▸ **EXCERPT PROVIDED**:

§ §

Function quantile throws a numeric overflow error in a large table

Database

Function quantile throws a numeric overflow error in a large table

I have a large table and it holds about 33 billion records. I need to run simple quantile function but it failed with a numeric overflow error.

SELECT acct_id, QUANTILE (10, ACCT_ID) AS decile  FROM MY_TABLE 

I understand the default data type of Teradata is integer. In my case, I will need a BIGINT to work with my table. I know how to make a CAST for other functions like COUNT or SUM.  But don't know how to do a CAST for QUANTILE function. Any suggestions are appreciated.

3 REPLIES
Teradata Employee

Re: Function quantile throws a numeric overflow error in a large table

QUANTILE is deprecated; Teradata recommends you use  standard SQL instead:

(RANK() OVER (ORDER BY ACCT_ID) -1)*10/COUNT(*) OVER() as decile

But that doesn't solve your issue. Like QUANTILE, RANK is internally limited to INTEGER. You could potentially implement your own window aggregate UDF, or you can do it in two OLAP stages using functions such as SUM that permit larger values:

SELECT acct_id,

(SUM(CAST(CASE WHEN acct_id = prev_acct_id THEN 0 ELSE 1 END AS BIGINT))

§ §

▸ **INSTRUCTION A**:
Reproduce the part of the Teradata forum thread from "Re: Function quantile" to "END AS BIGINT))".
▸ **INSTRUCTION B**:
Answer these questions from the Teradata forum thread:
(i) About how many records does the large table hold?
(ii) What does the reply say Teradata recommends using instead of QUANTILE?
(iii) According to the reply, what is RANK internally limited to?
▸ **INSTRUCTION C**:
Continue the Teradata forum thread on the QUANTILE overflow error from the point where it stops.
The material after the Teradata forum thread is separate from it.

▸ **ENTRIES PROVIDED**:

§ §

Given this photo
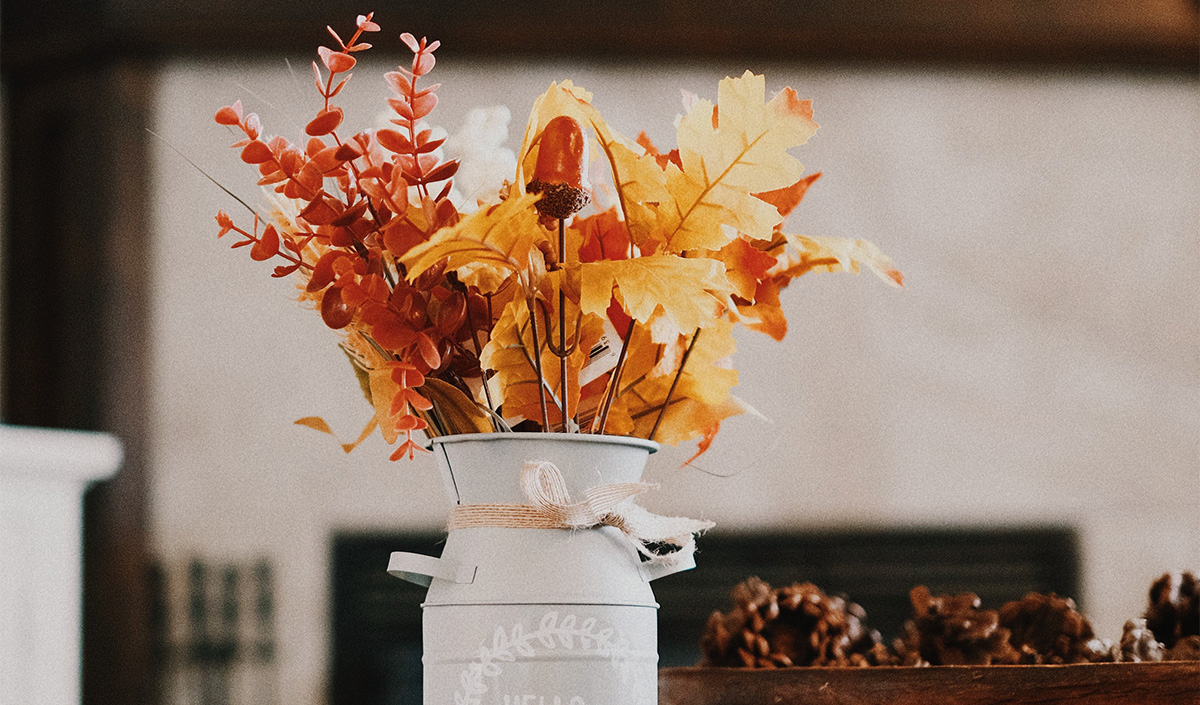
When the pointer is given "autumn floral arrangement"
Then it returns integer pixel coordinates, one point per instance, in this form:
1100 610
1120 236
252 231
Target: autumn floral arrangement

§ §

▸ **EXERCISE RESPONSE A**:
Re: Function quantile throws a numeric overflow error in a large table

QUANTILE is deprecated; Teradata recommends you use  standard SQL instead:

(RANK() OVER (ORDER BY ACCT_ID) -1)*10/COUNT(*) OVER() as decile

But that doesn't solve your issue. Like QUANTILE, RANK is internally limited to INTEGER. You could potentially implement your own window aggregate UDF, or you can do it in two OLAP stages using functions such as SUM that permit larger values:

SELECT acct_id,

(SUM(CAST(CASE WHEN acct_id = prev_acct_id THEN 0 ELSE 1 END AS BIGINT))

▸ **EXERCISE RESPONSE B**:
(i) About 33 billion records.
(ii) Standard SQL.
(iii) INTEGER.

▸ **EXERCISE RESPONSE C**:
OVER (ORDER BY acct_id, prev_acct_id ROWS UNBOUNDED PRECEDING) /* computes Dense_Rank */

-1) * 10 / SUM(CAST(1 as BIGINT)) OVER () as decile

FROM (

SELECT acct_id,

MIN(acct_id) OVER (ORDER BY acct_id ROWS BETWEEN 1 PRECEDING AND 1 PRECEDING) as prev_acct_id

from MY_TABLE

) as dt;

Junior Contributor

Re: Function quantile throws a numeric overflow error in a large table

Check if you can avoid two OLAP-steps, SUM(CAST(1 AS BIGINT)) OVER (...) might be ok (if the data is not unique rows with the same value might be assigned to two quantiles)

Btw, TD15.10 finally fixes this, CASTing to BIGINT actually works.

And there's a COUNT MODE in dbscontrol to switch to either NUMBER or BIGINT globally.

Re: Function quantile throws a numeric overflow error in a large table

Thank you Fred and Dnoeth. I tried the OLAP option, but it takes too long. I worked with my busessiness user and reduced the amount of data we are pulling. That works for now.

For Dnoeth's suggestion, I will pass it on to our Teradata team.

Thank you all again.